Copy out the lines below word for word, from the line with "Every <instance> block" up to and including the line with "box: [0, 370, 107, 458]".

★ ★ ★

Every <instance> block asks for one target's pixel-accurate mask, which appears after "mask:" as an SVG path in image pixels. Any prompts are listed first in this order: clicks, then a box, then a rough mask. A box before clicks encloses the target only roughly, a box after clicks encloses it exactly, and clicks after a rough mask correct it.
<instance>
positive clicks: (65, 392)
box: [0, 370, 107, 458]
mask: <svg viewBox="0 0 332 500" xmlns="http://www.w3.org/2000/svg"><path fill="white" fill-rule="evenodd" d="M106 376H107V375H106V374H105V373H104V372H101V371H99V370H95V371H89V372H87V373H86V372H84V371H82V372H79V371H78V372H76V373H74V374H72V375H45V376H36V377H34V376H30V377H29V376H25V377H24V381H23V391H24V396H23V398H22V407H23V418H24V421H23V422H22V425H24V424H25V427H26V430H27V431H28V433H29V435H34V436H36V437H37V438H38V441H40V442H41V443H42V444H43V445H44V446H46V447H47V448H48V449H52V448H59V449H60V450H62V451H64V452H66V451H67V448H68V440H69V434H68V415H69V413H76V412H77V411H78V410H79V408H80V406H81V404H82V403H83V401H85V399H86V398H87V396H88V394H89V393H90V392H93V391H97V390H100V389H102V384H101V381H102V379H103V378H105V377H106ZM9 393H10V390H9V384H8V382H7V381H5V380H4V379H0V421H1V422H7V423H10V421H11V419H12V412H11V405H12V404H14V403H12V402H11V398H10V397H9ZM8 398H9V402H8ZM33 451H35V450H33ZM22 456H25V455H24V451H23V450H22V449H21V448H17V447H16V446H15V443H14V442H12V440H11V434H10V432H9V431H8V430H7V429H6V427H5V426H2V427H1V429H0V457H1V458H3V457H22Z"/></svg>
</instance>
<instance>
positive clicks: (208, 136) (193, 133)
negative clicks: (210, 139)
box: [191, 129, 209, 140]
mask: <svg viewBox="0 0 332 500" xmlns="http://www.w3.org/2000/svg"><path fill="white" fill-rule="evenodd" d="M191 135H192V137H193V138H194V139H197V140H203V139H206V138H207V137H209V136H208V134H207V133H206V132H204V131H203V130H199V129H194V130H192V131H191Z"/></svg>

★ ★ ★

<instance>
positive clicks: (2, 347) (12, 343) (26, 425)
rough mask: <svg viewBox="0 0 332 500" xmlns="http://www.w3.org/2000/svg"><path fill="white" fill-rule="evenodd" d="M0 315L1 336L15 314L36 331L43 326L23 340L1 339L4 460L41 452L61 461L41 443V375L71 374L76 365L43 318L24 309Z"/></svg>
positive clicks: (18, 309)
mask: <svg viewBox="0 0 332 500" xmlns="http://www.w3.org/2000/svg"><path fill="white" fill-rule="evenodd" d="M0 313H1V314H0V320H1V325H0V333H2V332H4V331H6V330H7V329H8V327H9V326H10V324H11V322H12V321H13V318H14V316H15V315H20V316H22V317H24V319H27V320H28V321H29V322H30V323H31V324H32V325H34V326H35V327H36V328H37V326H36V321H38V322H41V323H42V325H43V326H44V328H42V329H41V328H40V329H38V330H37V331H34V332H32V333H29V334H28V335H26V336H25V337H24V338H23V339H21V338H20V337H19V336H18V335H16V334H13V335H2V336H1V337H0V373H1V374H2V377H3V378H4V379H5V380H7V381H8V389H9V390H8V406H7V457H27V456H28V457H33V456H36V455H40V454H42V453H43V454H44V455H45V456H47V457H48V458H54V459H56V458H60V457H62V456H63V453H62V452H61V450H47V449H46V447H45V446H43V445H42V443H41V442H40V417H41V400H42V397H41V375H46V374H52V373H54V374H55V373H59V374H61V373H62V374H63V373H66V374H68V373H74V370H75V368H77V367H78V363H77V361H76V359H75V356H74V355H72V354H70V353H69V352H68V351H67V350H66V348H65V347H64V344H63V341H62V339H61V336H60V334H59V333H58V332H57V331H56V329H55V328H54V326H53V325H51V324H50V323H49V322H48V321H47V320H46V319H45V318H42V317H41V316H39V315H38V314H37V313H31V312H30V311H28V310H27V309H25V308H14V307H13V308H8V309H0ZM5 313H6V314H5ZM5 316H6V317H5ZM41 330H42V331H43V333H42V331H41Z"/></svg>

★ ★ ★

ANSWER BOX:
Every <instance> block asks for one target's pixel-accurate mask, which appears after "mask:" as an SVG path in image pixels. Any prompts are listed first in this order: clicks, then a box, then a rough mask. A box before clicks encloses the target only roughly, a box after clicks encloses it exactly, and clicks after a rough mask correct it.
<instance>
positive clicks: (65, 392)
box: [0, 370, 107, 458]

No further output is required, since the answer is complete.